- [Exercises]:
1. Edit the passage on medical tourism and health funding, giving everything from "President Muhammadu Buhari" down to "afford these services." with "Civil servants" changed to "Public employees".
2. In one to three sentences, explain why, according to the passage on medical tourism and health funding, most people cannot afford health services.
3. Answer these questions from the passage on medical tourism and health funding:
(a) What share of the 2017 budget went to the health sector?
(b) Whom does the State House Medical Centre serve?
(c) What did the APC promise during its 2015 campaigns?

- [Given passage]:
*** Block opens ***

President Muhammadu Buhari is again on another medical tour abroad. Many Nigerians are angry over this, especially as the APC promised to stop all medical tourism and build a better health care system during its 2015 campaigns.  Civil servants are banned from going abroad for health care, but the ‘honourable’ head of the government spends most of his time in London hospitals.

Only the rich can afford proper medicines and hospitals. The liberalisation of health care with the introduction of user-fees, out-sourcing and Public Private Partnerships (privatisation) means that our health services are being run for profit and most people cannot afford these services.

Budgetary allocation to the health sector in the 2017 budget is a meagre 4% meaning that most people will have to pay to gain any health-care. In 2016, the government proposed to spend more on capital projects at the State House Medical Centre than it was to provide for the 16 federal teaching hospitals.

The State House Medical Centre provides healthcare for the President, Vice President, their families and other employees of the Presidency.  But despite being lavished with funds, Aso Rock clinic is still not good enough for the President who is treated in the private hospitals of London.

*** Block closes ***

- [Records supplied]:
*** Block opens ***

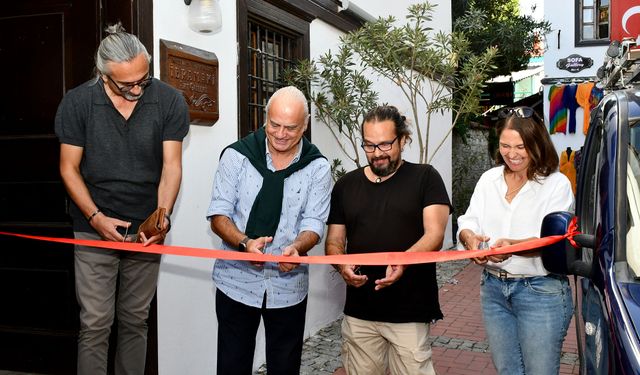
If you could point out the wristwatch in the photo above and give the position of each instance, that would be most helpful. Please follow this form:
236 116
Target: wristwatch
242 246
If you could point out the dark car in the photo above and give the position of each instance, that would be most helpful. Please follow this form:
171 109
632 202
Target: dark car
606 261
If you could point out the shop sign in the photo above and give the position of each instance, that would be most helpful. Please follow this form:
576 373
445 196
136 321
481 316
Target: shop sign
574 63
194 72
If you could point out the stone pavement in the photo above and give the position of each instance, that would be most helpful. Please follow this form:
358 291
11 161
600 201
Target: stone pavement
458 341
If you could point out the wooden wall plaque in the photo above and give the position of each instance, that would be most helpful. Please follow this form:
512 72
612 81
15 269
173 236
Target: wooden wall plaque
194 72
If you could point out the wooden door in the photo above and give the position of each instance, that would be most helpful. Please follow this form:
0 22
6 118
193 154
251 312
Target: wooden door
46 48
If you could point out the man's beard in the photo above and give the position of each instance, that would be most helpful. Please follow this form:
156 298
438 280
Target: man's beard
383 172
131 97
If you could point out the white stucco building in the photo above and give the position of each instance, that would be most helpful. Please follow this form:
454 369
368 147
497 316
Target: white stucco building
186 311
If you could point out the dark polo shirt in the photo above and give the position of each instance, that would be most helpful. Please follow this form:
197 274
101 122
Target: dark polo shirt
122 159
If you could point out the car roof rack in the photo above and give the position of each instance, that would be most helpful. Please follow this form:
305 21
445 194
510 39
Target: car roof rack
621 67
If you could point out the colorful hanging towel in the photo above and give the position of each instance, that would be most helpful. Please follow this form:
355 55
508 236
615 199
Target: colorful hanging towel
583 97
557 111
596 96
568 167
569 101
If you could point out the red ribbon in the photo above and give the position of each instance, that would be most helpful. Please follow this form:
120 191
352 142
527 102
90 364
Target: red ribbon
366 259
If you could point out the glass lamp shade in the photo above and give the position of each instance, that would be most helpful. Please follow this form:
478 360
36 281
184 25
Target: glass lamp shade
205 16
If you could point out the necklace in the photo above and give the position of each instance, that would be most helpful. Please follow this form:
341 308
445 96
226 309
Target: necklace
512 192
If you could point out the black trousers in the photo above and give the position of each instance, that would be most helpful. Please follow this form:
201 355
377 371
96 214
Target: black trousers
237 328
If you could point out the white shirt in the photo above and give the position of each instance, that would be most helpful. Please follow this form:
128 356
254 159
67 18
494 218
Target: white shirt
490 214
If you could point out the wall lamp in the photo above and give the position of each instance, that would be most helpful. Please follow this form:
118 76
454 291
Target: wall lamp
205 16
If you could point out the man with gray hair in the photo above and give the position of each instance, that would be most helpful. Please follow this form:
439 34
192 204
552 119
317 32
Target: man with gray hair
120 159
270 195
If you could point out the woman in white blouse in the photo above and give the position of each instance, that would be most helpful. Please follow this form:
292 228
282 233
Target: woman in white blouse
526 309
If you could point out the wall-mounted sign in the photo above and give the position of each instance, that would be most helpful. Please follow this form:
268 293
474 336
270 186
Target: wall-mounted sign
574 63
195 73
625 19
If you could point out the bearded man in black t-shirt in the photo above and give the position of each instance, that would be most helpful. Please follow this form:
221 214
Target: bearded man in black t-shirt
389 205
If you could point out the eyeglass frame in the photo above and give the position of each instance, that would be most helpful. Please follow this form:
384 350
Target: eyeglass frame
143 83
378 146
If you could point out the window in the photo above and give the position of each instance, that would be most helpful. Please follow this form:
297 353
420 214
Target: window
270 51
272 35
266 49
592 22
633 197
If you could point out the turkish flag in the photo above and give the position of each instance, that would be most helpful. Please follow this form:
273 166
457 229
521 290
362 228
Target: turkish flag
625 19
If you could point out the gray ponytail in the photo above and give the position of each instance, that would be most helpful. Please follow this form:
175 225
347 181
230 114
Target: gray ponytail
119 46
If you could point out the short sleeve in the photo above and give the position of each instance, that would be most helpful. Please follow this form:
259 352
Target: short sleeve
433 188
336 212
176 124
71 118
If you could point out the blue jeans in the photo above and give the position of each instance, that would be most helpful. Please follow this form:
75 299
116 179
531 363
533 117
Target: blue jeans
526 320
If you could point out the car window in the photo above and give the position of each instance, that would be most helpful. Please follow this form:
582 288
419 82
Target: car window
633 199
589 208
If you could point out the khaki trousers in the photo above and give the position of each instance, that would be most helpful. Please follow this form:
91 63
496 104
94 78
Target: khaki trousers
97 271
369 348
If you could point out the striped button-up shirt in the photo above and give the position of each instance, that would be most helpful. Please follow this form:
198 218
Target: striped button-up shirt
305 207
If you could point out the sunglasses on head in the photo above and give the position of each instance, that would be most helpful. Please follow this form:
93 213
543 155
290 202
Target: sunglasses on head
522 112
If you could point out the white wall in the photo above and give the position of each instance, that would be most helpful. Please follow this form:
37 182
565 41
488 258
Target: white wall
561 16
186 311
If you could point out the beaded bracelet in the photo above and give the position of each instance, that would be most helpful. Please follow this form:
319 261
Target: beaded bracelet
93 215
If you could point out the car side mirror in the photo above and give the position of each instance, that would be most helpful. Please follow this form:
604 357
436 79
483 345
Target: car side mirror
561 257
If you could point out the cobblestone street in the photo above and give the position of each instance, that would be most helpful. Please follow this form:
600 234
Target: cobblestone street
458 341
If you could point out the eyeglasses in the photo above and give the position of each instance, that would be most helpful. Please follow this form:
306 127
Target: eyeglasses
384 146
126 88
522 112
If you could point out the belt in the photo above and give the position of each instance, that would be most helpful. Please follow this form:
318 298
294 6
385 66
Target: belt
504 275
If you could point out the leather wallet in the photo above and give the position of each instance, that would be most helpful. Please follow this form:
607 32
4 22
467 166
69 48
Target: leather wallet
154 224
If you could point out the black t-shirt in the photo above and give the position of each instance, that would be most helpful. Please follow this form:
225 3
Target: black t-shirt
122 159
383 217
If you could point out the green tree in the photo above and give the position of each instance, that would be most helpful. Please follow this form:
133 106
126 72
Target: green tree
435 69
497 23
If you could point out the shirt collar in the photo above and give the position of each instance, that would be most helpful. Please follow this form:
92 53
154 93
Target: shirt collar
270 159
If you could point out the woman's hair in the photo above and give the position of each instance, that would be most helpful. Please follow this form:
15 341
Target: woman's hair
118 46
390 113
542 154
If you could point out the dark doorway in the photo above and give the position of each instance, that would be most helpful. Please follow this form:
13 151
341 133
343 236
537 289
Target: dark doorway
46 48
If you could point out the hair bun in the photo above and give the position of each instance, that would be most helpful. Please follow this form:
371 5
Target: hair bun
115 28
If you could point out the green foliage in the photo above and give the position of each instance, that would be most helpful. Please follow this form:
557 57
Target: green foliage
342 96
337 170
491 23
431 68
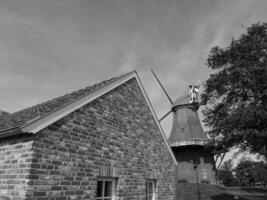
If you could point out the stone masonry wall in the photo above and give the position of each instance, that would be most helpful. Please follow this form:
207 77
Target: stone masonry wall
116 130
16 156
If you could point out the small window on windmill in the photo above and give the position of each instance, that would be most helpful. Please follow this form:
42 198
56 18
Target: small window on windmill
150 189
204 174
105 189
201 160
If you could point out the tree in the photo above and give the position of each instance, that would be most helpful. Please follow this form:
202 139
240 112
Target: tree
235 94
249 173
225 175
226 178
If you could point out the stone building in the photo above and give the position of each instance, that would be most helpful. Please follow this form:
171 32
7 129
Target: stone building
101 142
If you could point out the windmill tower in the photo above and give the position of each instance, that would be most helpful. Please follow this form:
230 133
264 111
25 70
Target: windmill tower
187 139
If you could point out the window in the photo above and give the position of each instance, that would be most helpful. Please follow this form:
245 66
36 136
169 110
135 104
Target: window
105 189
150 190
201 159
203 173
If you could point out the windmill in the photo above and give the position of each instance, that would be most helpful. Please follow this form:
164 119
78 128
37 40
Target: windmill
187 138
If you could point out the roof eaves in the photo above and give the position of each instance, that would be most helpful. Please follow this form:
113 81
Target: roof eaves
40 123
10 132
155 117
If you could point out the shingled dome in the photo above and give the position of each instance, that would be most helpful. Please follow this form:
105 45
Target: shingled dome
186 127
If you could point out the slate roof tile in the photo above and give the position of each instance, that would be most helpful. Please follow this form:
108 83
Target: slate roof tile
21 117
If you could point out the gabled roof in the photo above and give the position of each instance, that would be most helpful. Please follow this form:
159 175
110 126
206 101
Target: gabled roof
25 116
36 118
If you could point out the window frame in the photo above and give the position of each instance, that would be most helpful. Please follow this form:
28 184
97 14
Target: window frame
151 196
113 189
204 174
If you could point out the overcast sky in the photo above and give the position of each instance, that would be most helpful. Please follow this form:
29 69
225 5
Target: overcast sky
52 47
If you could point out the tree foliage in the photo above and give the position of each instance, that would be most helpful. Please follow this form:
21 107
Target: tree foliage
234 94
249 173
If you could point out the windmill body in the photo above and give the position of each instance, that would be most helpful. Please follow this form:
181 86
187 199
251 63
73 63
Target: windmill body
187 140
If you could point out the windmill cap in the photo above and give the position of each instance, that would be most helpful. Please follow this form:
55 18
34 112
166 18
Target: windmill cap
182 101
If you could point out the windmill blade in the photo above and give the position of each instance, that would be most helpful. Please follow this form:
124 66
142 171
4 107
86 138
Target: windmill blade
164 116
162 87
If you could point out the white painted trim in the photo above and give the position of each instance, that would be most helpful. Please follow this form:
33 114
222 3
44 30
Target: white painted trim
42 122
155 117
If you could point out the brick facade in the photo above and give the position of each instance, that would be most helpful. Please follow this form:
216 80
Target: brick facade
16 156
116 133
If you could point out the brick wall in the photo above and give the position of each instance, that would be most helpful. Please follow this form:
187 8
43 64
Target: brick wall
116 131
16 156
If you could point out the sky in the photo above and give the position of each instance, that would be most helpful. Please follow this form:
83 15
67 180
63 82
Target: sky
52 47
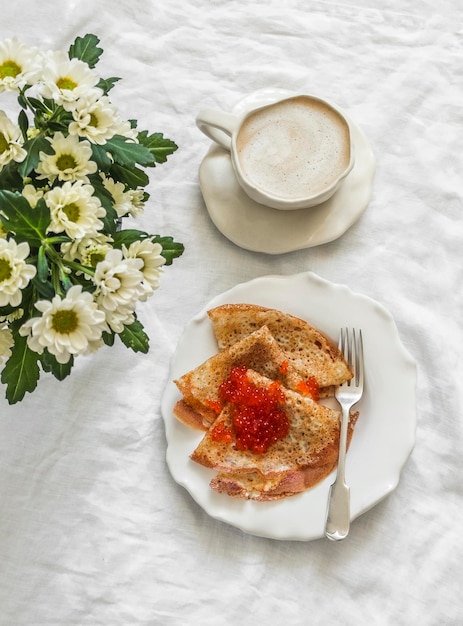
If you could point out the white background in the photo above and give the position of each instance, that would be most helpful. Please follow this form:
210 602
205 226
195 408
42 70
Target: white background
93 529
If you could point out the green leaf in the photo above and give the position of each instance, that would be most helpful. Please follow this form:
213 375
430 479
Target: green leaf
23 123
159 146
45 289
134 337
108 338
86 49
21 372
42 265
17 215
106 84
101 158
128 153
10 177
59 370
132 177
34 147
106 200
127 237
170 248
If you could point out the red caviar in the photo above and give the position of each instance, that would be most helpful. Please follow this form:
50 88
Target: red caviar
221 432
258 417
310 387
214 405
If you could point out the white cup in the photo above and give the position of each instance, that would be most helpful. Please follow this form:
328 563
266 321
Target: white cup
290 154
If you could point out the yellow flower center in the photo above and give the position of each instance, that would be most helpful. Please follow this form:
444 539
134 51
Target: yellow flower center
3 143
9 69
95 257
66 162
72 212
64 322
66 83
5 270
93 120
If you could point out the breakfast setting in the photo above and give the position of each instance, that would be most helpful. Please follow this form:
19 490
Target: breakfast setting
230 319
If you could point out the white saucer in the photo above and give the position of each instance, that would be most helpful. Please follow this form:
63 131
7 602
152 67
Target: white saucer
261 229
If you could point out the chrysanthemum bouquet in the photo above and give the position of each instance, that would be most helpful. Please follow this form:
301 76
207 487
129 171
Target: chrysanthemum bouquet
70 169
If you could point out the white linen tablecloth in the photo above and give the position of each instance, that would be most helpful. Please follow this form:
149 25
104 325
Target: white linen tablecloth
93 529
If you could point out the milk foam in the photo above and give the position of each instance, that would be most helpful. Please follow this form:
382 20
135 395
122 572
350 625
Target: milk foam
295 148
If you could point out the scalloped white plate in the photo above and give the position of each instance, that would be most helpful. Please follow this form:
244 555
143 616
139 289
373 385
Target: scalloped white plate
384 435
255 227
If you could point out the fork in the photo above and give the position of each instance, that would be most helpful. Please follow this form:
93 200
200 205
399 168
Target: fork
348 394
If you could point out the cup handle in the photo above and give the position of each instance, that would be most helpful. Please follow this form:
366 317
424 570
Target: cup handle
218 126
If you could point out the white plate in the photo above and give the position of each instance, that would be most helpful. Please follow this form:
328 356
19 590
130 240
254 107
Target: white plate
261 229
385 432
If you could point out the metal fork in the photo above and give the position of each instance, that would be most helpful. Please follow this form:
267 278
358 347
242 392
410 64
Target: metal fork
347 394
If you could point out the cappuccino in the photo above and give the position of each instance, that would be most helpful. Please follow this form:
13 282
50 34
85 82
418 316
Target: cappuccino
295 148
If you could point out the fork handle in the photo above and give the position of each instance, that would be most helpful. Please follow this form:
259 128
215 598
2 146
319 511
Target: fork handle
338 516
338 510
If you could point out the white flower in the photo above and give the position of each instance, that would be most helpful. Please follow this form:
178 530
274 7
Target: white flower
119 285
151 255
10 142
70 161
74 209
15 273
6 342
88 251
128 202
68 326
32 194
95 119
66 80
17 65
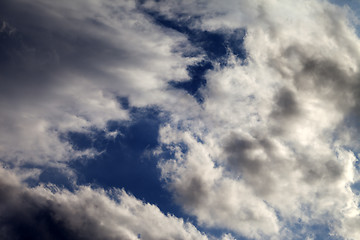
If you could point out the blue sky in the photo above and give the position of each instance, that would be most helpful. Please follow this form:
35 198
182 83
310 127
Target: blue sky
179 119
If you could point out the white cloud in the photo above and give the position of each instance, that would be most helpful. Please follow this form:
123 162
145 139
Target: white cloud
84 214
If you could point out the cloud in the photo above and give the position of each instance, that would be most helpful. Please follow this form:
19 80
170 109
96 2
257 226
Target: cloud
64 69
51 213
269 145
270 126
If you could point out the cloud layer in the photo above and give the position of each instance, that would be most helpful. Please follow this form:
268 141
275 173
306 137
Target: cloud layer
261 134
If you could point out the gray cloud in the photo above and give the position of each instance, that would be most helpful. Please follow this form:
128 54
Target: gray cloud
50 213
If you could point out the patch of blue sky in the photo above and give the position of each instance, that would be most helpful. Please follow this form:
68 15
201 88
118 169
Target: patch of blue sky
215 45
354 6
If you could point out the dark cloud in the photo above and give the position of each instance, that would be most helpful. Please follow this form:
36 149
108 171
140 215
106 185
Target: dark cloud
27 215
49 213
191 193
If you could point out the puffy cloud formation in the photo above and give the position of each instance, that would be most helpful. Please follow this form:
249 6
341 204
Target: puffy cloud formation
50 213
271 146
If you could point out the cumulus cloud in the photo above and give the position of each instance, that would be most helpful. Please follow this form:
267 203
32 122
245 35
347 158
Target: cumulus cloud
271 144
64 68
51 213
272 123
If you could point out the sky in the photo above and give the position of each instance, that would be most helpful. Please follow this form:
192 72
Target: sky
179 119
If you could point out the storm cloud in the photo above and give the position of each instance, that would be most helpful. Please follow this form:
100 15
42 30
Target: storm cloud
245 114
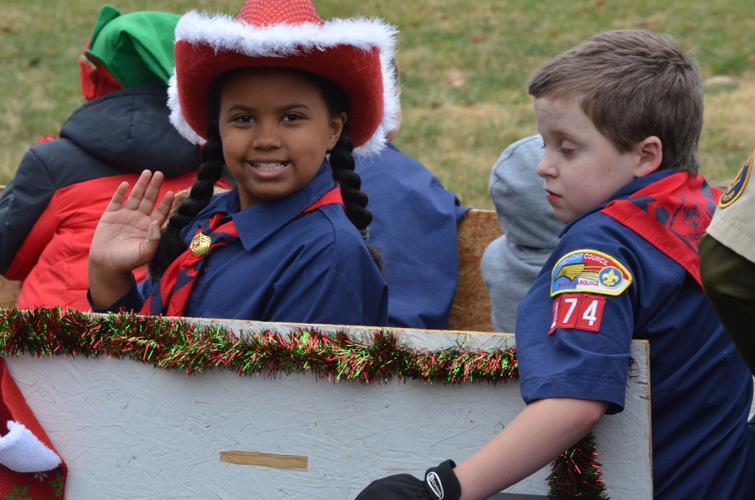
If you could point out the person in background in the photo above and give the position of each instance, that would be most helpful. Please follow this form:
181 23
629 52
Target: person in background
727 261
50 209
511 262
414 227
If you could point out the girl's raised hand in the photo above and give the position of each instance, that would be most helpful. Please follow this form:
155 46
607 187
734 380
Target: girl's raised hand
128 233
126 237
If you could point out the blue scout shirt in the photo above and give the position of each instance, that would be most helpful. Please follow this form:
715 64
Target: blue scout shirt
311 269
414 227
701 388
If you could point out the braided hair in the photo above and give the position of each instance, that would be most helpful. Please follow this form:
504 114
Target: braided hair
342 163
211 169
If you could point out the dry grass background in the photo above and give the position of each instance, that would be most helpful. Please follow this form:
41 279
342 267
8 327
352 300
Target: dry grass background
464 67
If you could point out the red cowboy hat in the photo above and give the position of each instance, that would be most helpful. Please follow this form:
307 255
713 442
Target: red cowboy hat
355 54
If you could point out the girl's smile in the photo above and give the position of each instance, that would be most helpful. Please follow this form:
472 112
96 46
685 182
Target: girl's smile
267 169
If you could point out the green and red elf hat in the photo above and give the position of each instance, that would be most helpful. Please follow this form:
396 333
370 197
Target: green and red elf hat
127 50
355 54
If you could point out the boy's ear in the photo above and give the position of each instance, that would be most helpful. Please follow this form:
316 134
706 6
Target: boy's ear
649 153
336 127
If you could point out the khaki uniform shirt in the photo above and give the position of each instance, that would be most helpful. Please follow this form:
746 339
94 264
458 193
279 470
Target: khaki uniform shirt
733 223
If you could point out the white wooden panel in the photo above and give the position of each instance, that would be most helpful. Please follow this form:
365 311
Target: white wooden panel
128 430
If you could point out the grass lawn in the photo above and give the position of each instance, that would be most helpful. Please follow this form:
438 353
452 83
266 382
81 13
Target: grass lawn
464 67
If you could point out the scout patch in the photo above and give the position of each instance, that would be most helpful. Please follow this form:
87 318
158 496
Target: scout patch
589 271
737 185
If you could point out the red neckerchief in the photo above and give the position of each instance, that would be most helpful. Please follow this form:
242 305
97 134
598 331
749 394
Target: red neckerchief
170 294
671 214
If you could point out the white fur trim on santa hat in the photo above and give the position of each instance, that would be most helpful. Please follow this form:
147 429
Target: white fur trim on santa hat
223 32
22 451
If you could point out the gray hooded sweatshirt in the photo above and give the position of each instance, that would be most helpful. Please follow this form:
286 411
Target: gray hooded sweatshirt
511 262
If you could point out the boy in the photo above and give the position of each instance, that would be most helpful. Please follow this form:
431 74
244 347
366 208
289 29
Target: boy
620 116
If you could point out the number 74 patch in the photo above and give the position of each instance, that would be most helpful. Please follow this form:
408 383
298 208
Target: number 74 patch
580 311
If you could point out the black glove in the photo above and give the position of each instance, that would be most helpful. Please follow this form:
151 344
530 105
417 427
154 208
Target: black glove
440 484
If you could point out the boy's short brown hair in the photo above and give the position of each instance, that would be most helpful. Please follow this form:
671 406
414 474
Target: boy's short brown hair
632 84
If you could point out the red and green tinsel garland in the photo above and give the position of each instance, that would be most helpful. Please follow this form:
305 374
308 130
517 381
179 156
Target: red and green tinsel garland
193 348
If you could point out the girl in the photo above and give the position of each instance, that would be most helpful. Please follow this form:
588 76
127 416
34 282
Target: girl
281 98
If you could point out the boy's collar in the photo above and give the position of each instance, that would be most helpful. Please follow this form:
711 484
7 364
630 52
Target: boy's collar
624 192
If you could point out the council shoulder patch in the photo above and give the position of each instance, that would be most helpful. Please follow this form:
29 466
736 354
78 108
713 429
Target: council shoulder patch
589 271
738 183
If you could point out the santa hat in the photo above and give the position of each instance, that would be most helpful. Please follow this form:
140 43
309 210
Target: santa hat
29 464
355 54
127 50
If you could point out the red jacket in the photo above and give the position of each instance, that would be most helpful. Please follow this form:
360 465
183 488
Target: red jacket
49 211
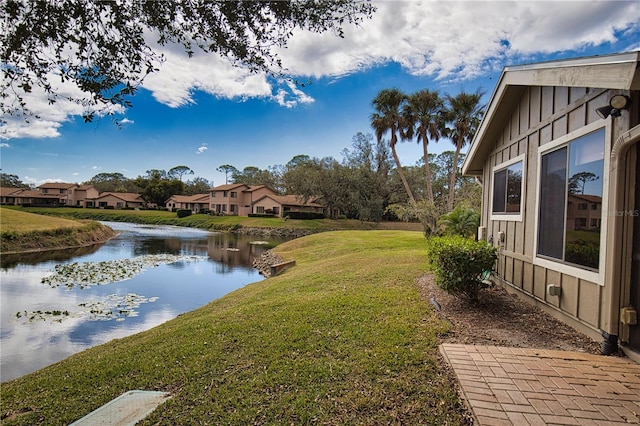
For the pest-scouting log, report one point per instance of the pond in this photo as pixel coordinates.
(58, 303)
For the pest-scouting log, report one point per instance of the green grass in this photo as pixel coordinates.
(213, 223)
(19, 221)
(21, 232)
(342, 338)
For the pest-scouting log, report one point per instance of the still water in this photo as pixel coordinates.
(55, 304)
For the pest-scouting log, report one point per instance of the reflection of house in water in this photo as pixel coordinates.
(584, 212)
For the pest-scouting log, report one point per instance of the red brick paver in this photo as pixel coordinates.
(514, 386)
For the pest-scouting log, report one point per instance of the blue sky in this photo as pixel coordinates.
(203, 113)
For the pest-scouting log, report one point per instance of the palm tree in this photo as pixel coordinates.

*** Block closes ***

- [Results for the exercise]:
1.
President Muhammadu Buhari is again on another medical tour abroad. Many Nigerians are angry over this, especially as the APC promised to stop all medical tourism and build a better health care system during its 2015 campaigns.  Public employees are banned from going abroad for health care, but the ‘honourable’ head of the government spends most of his time in London hospitals.

Only the rich can afford proper medicines and hospitals. The liberalisation of health care with the introduction of user-fees, out-sourcing and Public Private Partnerships (privatisation) means that our health services are being run for profit and most people cannot afford these services.

2. Health care has been liberalized through user-fees, out-sourcing and Public Private Partnerships, so health services are run for profit. As a result, only the rich can afford proper medicines and hospitals.

3.
(a) 4%.
(b) The President, the Vice President, their families and other employees of the Presidency.
(c) To stop all medical tourism and to build a better health care system.